• [Selected passage]:
---+---

MSU professors mapping 'urban food deserts'

Witherbees Market opened last year, bringing fresh produce to downtown Flint, Michigan for the first time in decades.
(photo by Steve Carmody/Michigan Radio)

‘Food deserts’ are a growing problem in Michigan cities. Two Michigan State University professors believe they have an idea that might help.

'Food deserts’ are created when local supermarkets close and there’s no place where people can walk to buy fruits, vegetables and other fresh food.

MSU professors Phil Howard and Kirk Goldsberry wanted to see how bad the problem is in Lansing. Goldsberry says he was surprised that large sections of the capitol city are ‘food deserts’. He says, in many cases, if you want fresh food, you must drive to Lansing’s suburbs.  

“The suburbanization of groceries has placed our best markets in commercially zoned in non-residential, automobile oriented areas.  Essentially geographically separating our best produce sections from our most densely populated neighborhoods.”  

The MSU professors have created an interactive map showing Lansing’s ‘urban food deserts’. They hope to create similar ‘food desert’ maps for Flint, Grand Rapids and other US cities.

Goldsberry says communities need to encourage more urban gardens and farmers markets to fill the gap in urban ‘food deserts’.

---+---

• [Given data]:
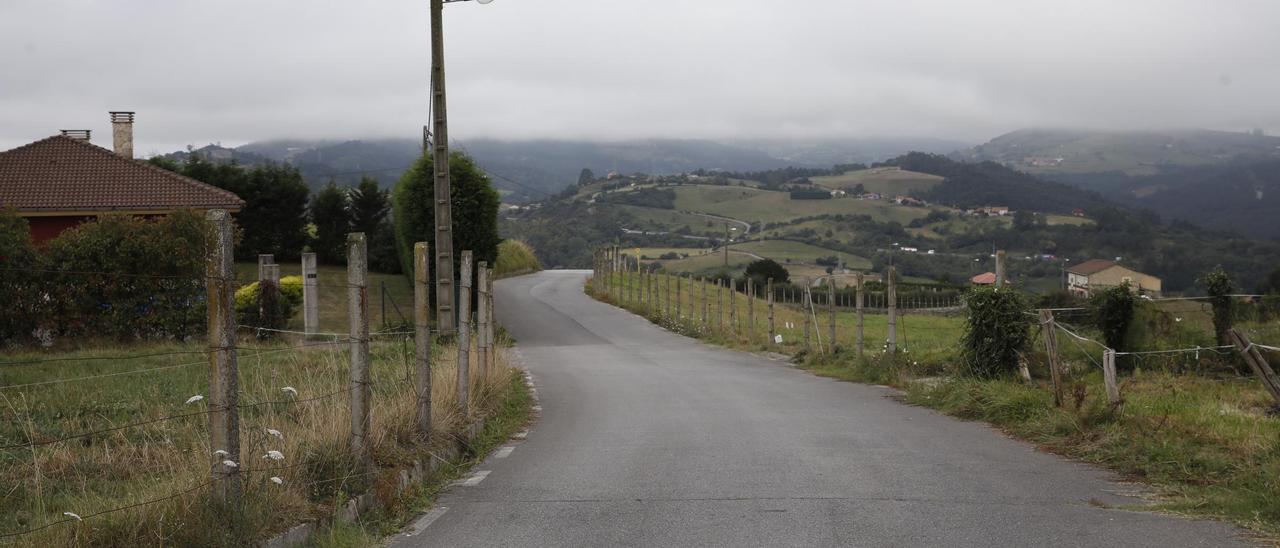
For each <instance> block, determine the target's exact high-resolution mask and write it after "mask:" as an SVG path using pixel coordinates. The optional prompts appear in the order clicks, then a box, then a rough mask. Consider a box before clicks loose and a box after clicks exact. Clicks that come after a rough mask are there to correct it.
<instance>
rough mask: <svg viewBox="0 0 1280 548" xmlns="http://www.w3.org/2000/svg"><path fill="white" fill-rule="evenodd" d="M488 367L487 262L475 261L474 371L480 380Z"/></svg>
mask: <svg viewBox="0 0 1280 548" xmlns="http://www.w3.org/2000/svg"><path fill="white" fill-rule="evenodd" d="M486 369H489V262H486V261H480V262H476V370H477V371H476V373H477V374H479V375H480V379H481V382H484V379H488V376H486V374H488V371H486Z"/></svg>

---+---

• [Problem statement]: In the article on Michigan food deserts, which Lansing area does Goldsberry say people often have to drive to for fresh food?

• [Written answer]: Lansing's suburbs.